* START DOCUMENT SEGMENT *

Alexander Wilhelm von Brill (20 September 1842 – 18 June 1935) was a German mathematician.

Born in Darmstadt, Hesse, Brill was educated at the University of Giessen, where he earned his doctorate under supervision of Alfred Clebsch. He held a chair at the University of Tübingen, where Max Planck was among his students.
In 1933, he joined the National Socialist Teachers League as one of the first members from Tübingen.

The London Science Museum contains sliceform objects prepared by Brill and Felix Klein.

Selected publications
Vorlesungen über ebene algebraische Kurven und Funktionen. 1925.
Vorlesungen über allgemeine Mechanik. 1928.
Vorlesungen zur Einführung in die Mechanik raumerfüllender Massen. 1909.
Graphische Darstellungen aus der reinen und angewandten Mathematik. 1894.
with Max Noether: Über algebraische Funktionen und ihre Anwendung in der Geometrie. Mitt. Göttinger Akad.1873, and their article with the same name in the Mathematischen Annalen Bd.7, 1874, Online
with Max Noether: Die Entwicklung der Theorie der algebraischen Funktionen in älterer und neuerer Zeit. Jahresbericht DMV 1894.

* END DOCUMENT SEGMENT *
* START DATASET ENTRIES *

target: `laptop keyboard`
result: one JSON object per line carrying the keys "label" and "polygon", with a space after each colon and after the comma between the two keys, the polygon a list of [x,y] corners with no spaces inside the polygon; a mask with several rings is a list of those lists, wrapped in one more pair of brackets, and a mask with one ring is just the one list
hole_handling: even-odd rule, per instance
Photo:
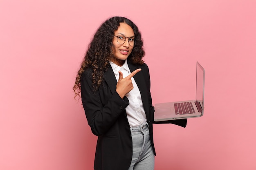
{"label": "laptop keyboard", "polygon": [[176,115],[195,113],[191,102],[175,103],[174,109]]}

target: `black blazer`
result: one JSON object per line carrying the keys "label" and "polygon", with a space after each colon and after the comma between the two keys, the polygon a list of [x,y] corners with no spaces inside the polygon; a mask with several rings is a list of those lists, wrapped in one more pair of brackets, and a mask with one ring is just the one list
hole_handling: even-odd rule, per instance
{"label": "black blazer", "polygon": [[[134,77],[141,96],[154,152],[153,123],[172,123],[185,127],[186,119],[155,122],[154,108],[150,93],[150,78],[146,64],[134,65],[128,61],[131,72],[141,71]],[[91,69],[85,71],[81,77],[82,101],[88,124],[94,134],[98,136],[94,168],[96,170],[126,170],[130,166],[132,144],[130,125],[126,112],[129,105],[126,97],[121,98],[116,91],[117,83],[110,64],[103,75],[104,81],[93,92]]]}

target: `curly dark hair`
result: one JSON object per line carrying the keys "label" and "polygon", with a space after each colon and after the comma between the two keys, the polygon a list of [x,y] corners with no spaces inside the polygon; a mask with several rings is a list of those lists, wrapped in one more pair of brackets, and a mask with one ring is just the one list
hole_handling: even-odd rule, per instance
{"label": "curly dark hair", "polygon": [[143,48],[143,41],[137,26],[130,20],[122,17],[112,17],[103,22],[96,31],[89,44],[81,67],[77,73],[75,84],[73,87],[75,95],[81,92],[80,81],[82,74],[88,68],[92,70],[92,86],[96,91],[101,84],[103,74],[106,70],[108,61],[112,59],[112,40],[115,31],[117,30],[120,23],[125,23],[132,27],[134,32],[135,44],[132,52],[127,59],[134,64],[142,64],[142,60],[145,55]]}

* END DATASET ENTRIES *

> JOB:
Answer these from the biography of Alexander von Brill:
(a) Who supervised Brill's doctorate?
(b) Who prepared the sliceform objects in the London Science Museum with Brill?
(c) In what year did "Graphische Darstellungen aus der reinen und angewandten Mathematik" appear?

> RESPONSE:
(a) Alfred Clebsch
(b) Felix Klein
(c) 1894